====== Records shown

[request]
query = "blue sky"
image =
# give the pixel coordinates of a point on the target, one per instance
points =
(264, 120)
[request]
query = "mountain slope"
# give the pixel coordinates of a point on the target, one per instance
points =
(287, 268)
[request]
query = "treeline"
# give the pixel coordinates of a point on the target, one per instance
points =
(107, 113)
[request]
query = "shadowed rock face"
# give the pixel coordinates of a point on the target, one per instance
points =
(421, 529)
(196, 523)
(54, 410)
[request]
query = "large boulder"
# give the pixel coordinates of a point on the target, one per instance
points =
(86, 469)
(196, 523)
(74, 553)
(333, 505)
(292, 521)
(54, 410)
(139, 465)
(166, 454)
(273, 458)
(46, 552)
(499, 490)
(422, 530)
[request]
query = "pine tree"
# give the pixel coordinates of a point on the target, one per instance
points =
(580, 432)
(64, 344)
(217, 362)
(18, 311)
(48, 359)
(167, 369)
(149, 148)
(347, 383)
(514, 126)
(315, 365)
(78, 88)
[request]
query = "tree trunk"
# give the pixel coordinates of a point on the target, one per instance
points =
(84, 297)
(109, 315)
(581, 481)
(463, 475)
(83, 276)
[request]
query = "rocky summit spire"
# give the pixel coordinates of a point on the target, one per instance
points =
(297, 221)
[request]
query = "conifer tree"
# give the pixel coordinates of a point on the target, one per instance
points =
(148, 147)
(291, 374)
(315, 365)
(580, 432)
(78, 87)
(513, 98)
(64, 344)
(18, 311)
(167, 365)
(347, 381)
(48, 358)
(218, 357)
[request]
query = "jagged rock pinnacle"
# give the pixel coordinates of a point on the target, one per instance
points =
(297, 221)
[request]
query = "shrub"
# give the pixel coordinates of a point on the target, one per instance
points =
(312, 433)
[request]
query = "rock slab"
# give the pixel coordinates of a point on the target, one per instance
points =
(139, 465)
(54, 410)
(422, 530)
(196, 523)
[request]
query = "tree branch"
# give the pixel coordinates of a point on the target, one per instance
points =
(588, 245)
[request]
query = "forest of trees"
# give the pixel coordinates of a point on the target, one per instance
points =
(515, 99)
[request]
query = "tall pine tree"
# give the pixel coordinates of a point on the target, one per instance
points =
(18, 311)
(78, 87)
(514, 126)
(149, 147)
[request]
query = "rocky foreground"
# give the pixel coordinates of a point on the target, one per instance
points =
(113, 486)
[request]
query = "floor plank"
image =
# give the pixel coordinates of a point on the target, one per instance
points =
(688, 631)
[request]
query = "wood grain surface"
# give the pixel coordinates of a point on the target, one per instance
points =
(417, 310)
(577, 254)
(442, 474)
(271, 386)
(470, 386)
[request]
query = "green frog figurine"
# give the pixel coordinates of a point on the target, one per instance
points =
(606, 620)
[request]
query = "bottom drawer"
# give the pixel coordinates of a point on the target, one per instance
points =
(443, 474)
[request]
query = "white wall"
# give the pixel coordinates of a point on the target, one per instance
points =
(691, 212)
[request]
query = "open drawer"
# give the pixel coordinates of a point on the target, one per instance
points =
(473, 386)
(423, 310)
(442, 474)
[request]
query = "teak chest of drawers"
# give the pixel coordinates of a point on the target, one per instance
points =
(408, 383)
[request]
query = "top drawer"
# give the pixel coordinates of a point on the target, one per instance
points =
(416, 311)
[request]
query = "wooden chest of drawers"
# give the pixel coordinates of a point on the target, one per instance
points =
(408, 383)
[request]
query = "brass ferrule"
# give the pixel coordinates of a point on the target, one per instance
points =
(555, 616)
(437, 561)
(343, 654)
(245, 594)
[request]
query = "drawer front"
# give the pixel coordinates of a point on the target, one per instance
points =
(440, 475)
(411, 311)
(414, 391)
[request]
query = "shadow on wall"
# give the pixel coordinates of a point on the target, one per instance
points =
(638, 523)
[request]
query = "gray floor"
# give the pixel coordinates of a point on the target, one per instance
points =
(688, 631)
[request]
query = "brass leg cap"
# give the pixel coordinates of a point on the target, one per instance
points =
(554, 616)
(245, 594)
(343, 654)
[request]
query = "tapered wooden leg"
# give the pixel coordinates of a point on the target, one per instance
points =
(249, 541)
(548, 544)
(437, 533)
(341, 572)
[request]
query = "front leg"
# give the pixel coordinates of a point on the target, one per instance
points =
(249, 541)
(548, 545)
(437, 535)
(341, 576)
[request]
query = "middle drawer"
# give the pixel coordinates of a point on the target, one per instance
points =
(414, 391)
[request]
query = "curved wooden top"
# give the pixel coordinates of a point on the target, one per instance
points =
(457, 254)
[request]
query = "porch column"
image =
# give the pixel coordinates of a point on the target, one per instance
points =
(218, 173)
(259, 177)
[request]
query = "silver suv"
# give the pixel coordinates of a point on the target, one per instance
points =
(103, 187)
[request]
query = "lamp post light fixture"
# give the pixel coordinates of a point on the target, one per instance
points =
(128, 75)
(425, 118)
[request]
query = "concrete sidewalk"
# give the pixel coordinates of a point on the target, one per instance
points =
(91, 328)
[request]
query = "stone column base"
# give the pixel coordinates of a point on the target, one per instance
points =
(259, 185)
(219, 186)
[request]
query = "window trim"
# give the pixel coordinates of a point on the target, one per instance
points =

============

▶ _Given instruction_
Locate each line of the records above that contains the word "pine" and copy those lines out in full. Treat uppercase and lowercase as different.

▶ _Problem solution_
query = "pine tree"
query = "tall pine tree"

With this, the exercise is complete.